EXERCISE TEXT:
Measuring aHRT is a clinical necessity in the evaluation of overhead throwing athletes. Previously established methods to measure aHRT include CT, palpation of the humeral tubercles, clinical prediction models, and MSK-US. Each method has its advantages and limitations. CT scans are considered the gold standard for measurement accuracy, but they are limited in clinical applicability and entail costs and radiation exposure to the patient.^3,23,46

Previous studies have investigated a clinical method for measuring aHRT by palpation of the humeral tubercles.¹¹ An advantage of this method is cost-effectiveness, because it requires minimal instrumentation. However, this method relies on the palpation of bicipital tuberosities and has resulted in significantly underestimated aHRT values compared with other methods.⁵⁶ When investigating an asymptomatic population, the palpation method for quantifying aHRT demonstrates good intrarater reliability of aHRT (ICC = 0.849).⁴⁵ However, there are concerns with the validity of palpation when compared with other previously established methods, such as diagnostic ultrasound, yielding low agreement between the methods (r≤ 0.326).⁴⁵ Another cost-effective method of quantifying aHRT is through a clinical prediction model.⁶ This aHRT prediction model demonstrated acceptable accuracy in estimating aHRT from a series of predictors and can be used in conjunction with a standard clinical examination to estimate aHRT.⁶ However, this model included only professional baseball pitchers, making its applicability to other age ranges, levels of play, and positions unknown. As previous research has demonstrated a strong correlation between aHRT values obtained through CT scans and MSK-US,³⁶ it is not unreasonable to assume that, given the results of the present study, HH-US is a viable, time-effective alternative to quantitatively measure aHRT. In addition to being time-efficient, when the cost of the HH-US unit is compared with the MSK-US unit, the HH-US is approximately 4.5 to 9.7 times more cost-effective. Additionally, the average time to take bilateral aHRT measurements in this study was <2 minutes, demonstrating the time efficiency of this device in addition to the reliability and validity.

STORED DATA:
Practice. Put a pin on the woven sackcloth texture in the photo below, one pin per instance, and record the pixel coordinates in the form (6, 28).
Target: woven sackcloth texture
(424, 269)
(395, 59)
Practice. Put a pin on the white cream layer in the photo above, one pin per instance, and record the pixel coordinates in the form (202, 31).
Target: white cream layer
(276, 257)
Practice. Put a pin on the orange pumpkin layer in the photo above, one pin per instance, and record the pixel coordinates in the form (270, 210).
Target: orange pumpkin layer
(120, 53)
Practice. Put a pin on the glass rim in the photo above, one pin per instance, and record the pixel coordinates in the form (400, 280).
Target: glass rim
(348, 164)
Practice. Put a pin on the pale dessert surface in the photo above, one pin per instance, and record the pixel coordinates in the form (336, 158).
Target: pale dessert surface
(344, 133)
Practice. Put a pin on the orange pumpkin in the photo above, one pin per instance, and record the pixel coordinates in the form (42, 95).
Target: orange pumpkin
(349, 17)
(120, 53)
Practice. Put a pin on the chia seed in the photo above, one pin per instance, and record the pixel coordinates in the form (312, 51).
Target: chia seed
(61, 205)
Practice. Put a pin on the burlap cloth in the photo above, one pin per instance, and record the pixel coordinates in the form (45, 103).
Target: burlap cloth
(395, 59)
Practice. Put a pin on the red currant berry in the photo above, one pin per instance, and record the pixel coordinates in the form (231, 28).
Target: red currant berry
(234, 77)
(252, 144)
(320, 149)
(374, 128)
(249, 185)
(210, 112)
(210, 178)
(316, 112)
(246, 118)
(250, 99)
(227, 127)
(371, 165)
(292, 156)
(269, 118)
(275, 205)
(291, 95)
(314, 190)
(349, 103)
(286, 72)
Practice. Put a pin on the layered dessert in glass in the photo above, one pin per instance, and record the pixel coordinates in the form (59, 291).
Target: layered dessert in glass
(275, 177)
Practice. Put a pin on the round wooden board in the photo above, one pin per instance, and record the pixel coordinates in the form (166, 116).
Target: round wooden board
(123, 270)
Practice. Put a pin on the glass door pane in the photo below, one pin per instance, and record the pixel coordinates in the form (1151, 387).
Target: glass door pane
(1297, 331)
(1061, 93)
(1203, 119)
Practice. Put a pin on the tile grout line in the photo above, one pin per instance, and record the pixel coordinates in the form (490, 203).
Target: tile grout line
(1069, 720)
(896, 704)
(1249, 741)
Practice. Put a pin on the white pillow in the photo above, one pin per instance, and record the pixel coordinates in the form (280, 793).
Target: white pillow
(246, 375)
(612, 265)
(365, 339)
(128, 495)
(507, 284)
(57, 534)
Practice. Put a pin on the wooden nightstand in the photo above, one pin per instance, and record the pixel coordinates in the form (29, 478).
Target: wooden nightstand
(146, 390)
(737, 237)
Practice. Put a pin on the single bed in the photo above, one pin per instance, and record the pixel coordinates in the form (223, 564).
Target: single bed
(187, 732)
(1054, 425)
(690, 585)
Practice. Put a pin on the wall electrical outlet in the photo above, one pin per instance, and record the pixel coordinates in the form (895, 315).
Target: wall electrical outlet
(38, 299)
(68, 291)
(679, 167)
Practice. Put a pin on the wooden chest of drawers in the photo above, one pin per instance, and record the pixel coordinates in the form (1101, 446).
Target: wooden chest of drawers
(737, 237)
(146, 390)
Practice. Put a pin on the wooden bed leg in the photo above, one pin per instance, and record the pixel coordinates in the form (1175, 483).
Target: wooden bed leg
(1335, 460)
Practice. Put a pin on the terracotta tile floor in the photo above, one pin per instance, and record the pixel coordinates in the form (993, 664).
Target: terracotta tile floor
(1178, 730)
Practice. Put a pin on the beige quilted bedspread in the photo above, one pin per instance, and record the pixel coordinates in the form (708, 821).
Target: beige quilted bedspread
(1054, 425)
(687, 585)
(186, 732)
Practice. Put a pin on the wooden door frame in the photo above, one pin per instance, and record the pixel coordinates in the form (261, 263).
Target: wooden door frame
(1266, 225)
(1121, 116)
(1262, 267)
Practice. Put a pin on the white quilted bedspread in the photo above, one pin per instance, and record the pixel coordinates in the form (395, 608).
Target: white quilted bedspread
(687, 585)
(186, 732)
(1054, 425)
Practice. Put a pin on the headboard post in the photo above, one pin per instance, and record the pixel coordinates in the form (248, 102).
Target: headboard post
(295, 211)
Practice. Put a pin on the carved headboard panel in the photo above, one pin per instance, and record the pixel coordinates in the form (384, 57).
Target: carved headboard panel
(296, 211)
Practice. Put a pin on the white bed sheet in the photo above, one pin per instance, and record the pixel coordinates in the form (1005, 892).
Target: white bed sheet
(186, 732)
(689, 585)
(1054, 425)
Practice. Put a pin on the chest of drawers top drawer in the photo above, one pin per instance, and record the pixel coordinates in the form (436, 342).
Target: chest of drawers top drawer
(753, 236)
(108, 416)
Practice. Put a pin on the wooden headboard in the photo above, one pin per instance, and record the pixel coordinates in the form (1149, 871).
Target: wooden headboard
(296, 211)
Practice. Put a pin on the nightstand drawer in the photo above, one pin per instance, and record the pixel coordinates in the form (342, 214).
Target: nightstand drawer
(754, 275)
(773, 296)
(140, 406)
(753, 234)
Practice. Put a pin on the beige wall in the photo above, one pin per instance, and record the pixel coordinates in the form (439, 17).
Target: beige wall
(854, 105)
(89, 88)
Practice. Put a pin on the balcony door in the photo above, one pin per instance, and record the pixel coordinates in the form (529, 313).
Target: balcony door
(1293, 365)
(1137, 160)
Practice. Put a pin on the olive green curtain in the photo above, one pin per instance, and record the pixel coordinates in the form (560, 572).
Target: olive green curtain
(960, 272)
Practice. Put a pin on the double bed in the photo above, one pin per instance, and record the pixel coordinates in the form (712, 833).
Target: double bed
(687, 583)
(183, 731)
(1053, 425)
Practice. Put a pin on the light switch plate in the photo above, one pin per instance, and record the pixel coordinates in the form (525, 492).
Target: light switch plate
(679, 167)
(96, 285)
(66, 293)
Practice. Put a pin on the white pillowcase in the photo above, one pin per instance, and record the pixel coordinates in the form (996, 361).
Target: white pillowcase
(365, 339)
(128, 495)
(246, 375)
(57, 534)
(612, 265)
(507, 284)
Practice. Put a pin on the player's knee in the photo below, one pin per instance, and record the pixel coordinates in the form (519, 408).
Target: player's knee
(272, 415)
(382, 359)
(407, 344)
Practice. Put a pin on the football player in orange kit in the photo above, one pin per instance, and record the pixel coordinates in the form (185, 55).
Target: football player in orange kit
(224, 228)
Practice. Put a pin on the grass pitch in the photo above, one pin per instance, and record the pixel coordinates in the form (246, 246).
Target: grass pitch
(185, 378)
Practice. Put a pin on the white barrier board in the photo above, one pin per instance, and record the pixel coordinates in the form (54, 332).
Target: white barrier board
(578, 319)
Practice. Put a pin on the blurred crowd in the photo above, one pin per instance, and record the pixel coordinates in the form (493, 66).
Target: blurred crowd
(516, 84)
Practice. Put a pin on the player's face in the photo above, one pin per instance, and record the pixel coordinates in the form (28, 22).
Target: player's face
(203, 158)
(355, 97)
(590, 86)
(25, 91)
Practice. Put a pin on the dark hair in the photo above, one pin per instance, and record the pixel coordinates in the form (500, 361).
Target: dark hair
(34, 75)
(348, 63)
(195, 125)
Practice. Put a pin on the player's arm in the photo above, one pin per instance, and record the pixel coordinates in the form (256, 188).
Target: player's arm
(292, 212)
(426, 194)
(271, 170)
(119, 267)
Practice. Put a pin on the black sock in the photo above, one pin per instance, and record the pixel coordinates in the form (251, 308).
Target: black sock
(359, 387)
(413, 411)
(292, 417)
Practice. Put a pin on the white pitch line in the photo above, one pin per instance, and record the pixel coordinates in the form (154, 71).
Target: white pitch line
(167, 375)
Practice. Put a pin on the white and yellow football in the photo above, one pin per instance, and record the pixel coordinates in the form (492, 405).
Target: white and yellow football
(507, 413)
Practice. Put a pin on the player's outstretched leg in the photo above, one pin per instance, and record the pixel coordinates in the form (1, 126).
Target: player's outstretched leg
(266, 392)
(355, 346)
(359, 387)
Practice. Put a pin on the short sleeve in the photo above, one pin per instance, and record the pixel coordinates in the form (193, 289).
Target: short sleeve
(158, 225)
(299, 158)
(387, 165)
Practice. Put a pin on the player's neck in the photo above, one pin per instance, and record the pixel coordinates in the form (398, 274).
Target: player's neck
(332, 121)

WHAT THE EXERCISE ASKS:
In the text about measuring aHRT, what was the average time to take bilateral aHRT measurements in the study?

EXERCISE OUTPUT:
Less than 2 minutes.